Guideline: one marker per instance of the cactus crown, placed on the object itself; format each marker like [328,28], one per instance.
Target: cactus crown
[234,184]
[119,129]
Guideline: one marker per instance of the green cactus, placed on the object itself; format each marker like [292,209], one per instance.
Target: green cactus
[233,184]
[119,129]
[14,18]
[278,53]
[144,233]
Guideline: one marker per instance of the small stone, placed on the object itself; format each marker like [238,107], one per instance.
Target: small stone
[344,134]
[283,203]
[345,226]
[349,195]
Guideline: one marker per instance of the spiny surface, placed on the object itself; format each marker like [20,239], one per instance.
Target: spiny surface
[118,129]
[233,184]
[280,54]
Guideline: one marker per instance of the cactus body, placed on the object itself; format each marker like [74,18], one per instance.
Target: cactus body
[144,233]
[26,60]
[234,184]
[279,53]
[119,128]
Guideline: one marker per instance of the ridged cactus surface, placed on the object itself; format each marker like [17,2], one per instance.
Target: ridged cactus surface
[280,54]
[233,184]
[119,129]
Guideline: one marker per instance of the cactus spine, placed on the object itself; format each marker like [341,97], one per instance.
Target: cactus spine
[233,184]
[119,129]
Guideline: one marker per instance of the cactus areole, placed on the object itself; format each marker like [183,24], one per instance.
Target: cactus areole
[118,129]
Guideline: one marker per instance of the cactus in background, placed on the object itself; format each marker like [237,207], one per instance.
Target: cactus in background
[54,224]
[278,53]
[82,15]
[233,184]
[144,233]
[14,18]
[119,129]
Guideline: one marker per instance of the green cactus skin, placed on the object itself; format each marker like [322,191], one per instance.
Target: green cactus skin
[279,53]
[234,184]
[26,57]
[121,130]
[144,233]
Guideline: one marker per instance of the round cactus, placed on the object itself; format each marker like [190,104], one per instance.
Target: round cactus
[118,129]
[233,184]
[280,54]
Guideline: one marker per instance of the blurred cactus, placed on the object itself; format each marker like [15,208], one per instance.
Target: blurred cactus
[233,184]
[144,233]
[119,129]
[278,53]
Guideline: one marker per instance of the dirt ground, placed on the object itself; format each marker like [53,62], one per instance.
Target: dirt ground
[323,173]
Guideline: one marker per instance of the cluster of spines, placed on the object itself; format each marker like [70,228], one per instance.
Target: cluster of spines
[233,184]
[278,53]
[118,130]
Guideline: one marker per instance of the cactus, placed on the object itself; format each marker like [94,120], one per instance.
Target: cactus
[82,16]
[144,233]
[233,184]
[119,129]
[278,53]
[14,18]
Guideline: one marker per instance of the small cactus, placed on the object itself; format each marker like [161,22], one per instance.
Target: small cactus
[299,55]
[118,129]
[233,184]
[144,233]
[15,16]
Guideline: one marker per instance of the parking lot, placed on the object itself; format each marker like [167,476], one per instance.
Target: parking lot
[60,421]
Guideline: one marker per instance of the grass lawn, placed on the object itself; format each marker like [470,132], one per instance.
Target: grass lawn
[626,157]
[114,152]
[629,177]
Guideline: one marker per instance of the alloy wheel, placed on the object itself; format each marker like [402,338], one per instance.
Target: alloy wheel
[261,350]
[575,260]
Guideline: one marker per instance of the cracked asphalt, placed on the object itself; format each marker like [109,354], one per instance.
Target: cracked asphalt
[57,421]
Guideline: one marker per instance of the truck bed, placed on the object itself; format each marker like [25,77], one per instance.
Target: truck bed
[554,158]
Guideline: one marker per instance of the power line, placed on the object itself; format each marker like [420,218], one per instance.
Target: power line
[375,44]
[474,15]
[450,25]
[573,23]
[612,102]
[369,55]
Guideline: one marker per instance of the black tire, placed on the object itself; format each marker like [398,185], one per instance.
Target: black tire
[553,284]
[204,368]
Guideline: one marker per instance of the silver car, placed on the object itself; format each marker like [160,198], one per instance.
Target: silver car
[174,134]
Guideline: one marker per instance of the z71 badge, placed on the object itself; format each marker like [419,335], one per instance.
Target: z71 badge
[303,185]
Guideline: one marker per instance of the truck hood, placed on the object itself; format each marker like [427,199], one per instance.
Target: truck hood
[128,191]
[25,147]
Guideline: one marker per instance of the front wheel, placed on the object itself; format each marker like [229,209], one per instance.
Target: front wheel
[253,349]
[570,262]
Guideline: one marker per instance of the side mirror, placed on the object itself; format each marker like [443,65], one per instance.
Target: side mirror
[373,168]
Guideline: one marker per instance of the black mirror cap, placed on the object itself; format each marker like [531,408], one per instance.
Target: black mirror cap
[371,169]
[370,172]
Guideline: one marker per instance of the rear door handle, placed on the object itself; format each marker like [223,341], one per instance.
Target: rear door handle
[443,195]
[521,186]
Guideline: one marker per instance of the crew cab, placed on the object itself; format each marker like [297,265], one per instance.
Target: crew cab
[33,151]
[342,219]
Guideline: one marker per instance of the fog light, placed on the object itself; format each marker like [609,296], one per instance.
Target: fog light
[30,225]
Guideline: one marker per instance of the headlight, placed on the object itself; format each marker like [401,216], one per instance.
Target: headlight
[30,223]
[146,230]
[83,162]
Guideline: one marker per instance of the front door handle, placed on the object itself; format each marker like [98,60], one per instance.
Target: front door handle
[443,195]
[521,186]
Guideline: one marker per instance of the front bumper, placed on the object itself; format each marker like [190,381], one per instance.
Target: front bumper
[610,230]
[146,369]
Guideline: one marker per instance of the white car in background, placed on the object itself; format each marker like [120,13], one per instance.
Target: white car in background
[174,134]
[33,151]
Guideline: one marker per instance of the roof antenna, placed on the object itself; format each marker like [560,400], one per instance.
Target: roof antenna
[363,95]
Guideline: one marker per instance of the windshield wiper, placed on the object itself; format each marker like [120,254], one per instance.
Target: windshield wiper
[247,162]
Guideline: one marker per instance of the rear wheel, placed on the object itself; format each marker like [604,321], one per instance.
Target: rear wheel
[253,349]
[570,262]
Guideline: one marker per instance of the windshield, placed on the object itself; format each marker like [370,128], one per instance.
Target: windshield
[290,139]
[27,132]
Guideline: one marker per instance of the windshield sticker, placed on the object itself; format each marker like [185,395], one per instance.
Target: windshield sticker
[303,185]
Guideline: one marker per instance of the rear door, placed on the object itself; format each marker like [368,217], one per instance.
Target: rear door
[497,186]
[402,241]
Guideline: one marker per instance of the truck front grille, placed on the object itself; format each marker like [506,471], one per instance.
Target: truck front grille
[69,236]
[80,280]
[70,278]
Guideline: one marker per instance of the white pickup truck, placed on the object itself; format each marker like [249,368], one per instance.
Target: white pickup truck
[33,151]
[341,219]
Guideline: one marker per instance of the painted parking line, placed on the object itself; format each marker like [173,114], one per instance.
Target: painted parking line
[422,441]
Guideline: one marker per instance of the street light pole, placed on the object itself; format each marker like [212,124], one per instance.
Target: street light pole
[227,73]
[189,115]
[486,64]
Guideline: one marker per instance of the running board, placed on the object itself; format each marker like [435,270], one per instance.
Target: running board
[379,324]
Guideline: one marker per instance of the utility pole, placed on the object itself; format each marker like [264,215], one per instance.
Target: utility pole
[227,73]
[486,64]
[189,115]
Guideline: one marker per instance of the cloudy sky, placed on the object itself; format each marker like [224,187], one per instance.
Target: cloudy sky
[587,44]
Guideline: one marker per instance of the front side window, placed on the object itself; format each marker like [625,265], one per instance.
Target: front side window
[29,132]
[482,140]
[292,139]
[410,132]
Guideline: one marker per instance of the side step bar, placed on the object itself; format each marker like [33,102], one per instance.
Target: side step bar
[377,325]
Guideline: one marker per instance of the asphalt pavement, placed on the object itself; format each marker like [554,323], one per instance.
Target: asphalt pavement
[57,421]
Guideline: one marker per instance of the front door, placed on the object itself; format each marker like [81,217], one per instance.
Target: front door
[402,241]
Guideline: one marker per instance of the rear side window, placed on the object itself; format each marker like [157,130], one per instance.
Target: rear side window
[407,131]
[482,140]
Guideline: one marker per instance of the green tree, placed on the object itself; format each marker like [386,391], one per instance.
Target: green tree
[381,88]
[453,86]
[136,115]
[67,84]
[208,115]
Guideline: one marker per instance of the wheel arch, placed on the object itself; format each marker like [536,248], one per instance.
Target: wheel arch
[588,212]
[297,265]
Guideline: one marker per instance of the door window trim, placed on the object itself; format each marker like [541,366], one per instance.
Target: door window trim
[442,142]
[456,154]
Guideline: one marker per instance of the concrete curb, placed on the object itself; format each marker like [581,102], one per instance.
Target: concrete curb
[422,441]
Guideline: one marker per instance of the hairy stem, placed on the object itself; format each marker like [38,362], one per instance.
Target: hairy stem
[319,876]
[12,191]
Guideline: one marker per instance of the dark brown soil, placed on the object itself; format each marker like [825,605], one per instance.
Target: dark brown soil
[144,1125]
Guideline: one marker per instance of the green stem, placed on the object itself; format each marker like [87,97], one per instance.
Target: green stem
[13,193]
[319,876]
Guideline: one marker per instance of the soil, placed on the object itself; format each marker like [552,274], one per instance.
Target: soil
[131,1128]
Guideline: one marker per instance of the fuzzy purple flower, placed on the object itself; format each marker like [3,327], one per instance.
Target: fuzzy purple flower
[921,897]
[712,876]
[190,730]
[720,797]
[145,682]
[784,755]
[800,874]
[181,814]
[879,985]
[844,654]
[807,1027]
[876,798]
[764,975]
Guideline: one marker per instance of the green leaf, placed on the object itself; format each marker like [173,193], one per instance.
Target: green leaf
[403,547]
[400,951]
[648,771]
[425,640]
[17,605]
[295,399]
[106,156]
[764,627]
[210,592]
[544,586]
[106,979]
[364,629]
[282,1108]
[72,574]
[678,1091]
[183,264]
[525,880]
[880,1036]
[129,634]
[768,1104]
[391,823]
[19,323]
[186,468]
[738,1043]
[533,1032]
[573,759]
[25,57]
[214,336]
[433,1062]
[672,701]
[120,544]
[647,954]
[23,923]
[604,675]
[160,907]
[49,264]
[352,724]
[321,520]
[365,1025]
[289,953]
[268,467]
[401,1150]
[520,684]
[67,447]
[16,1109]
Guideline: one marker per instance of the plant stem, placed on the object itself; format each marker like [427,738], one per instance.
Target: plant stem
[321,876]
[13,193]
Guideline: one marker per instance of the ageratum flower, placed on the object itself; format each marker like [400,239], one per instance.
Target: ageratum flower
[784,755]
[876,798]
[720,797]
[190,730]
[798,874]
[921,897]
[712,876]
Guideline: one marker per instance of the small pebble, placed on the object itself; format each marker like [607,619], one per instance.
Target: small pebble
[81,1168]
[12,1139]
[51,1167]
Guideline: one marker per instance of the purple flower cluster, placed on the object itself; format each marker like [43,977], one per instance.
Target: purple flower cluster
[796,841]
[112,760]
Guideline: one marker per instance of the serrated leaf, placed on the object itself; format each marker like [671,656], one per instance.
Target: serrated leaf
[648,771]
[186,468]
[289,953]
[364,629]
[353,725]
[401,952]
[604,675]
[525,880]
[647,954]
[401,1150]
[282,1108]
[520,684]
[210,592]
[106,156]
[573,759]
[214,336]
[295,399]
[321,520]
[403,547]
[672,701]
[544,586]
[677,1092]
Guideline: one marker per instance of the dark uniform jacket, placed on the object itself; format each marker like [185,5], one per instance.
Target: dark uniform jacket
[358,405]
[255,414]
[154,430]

### Your instructions
In the listing above, find the line containing "Guideline: one marker per instance of the purple" and the line containing "Guideline: one marker per instance of the serrated", then quote both, plus every line between them, exactly as written.

### Written response
Guideline: one marker per instance of the purple flower cluster, placed on the object itself; format each marker like [43,977], one per instance.
Target: purple flower cluster
[796,841]
[112,760]
Guideline: one marker per instance of the serrated leaf, placed on the object itself; format each marker like [671,656], one per instance.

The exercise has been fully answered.